## [Set exercise]
Swap "one row per match" for "one line per match" throughout the records below, changing nothing else, and leave the pictures out of your answer.

## [Image region labeling entries]
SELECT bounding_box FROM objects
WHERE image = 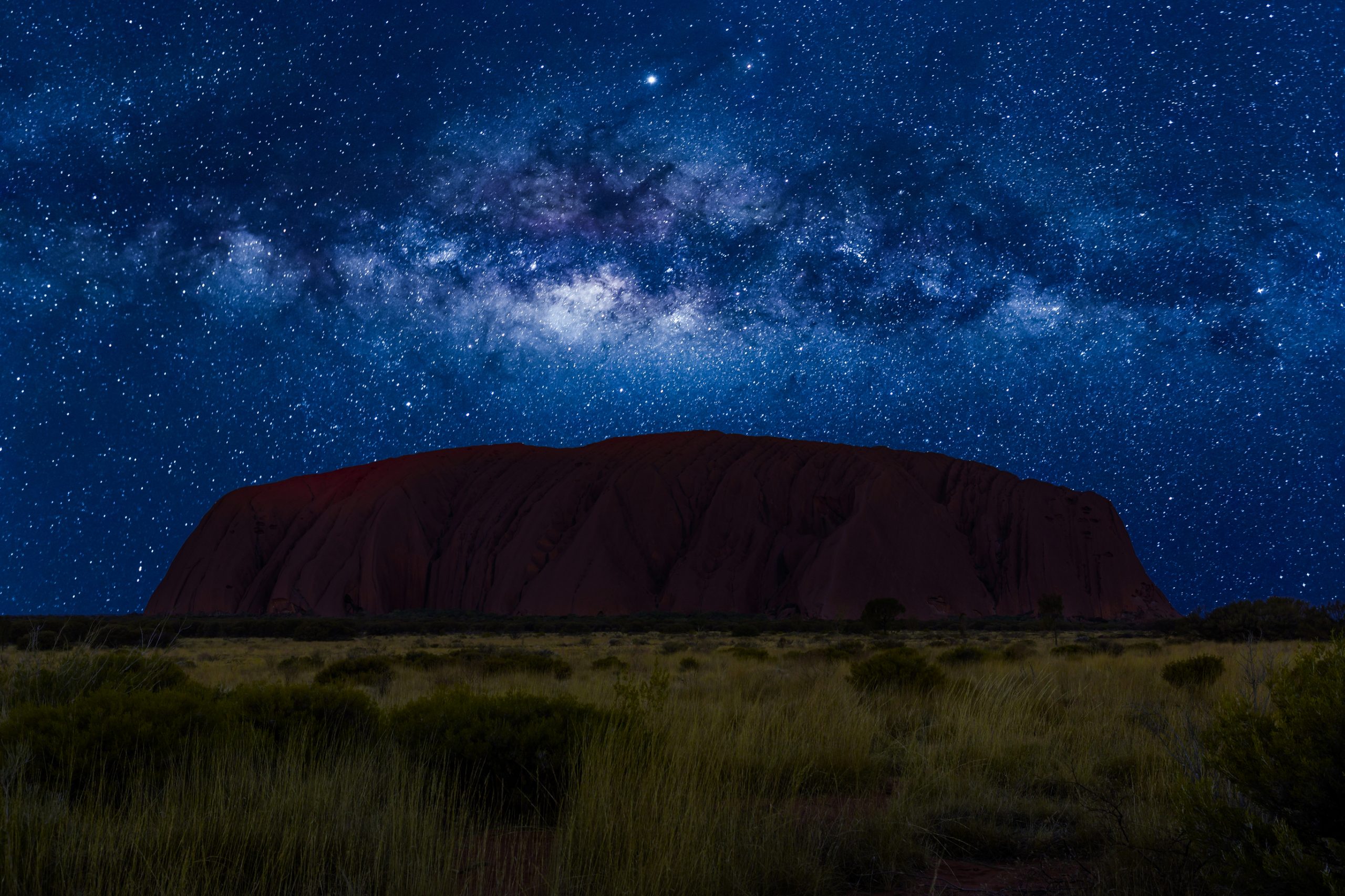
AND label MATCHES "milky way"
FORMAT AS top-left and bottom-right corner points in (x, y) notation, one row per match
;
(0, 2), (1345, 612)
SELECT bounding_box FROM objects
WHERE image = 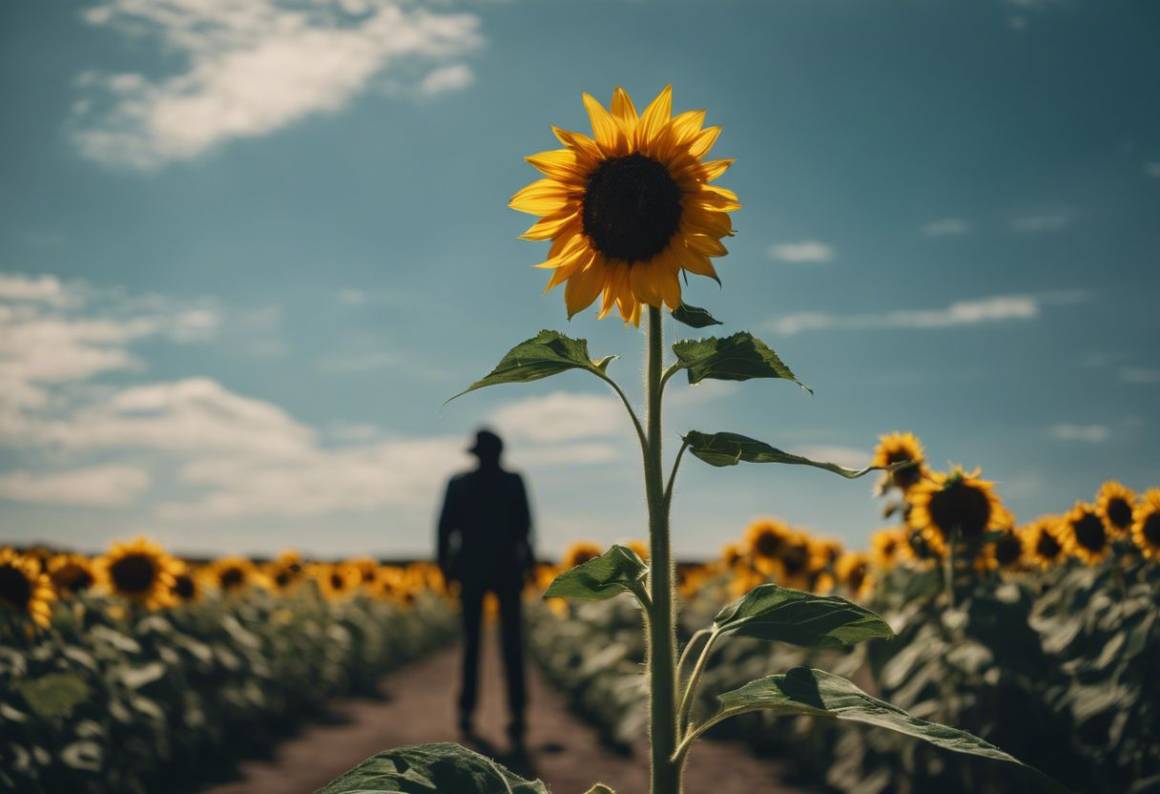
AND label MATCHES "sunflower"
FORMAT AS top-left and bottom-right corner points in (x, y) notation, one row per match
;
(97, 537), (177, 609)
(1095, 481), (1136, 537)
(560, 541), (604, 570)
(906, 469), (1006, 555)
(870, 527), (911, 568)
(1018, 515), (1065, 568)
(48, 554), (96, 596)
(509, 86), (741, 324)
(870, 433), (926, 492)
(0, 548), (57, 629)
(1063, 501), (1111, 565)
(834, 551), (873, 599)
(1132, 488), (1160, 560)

## [Solution for this problem]
SELECT bounding_box FROM objects
WHERE image = 
AND label MATCHES "milky way"
FORMAT AS top-left and bottom-right corner points in (x, y) notation, one line per match
;
(0, 2), (1345, 612)
SELECT bounding_box FROM objects
WHERE image = 
AND label MATCHES "sunflower"
FORMAT AS top-left and bottom-right corner points in (x, y) notation, one line per match
;
(97, 537), (177, 609)
(1095, 481), (1136, 537)
(560, 541), (604, 570)
(906, 469), (1006, 555)
(870, 527), (911, 568)
(1018, 515), (1065, 568)
(48, 554), (96, 596)
(509, 86), (741, 324)
(870, 433), (926, 492)
(0, 548), (57, 629)
(1063, 501), (1111, 565)
(834, 551), (873, 599)
(1132, 488), (1160, 560)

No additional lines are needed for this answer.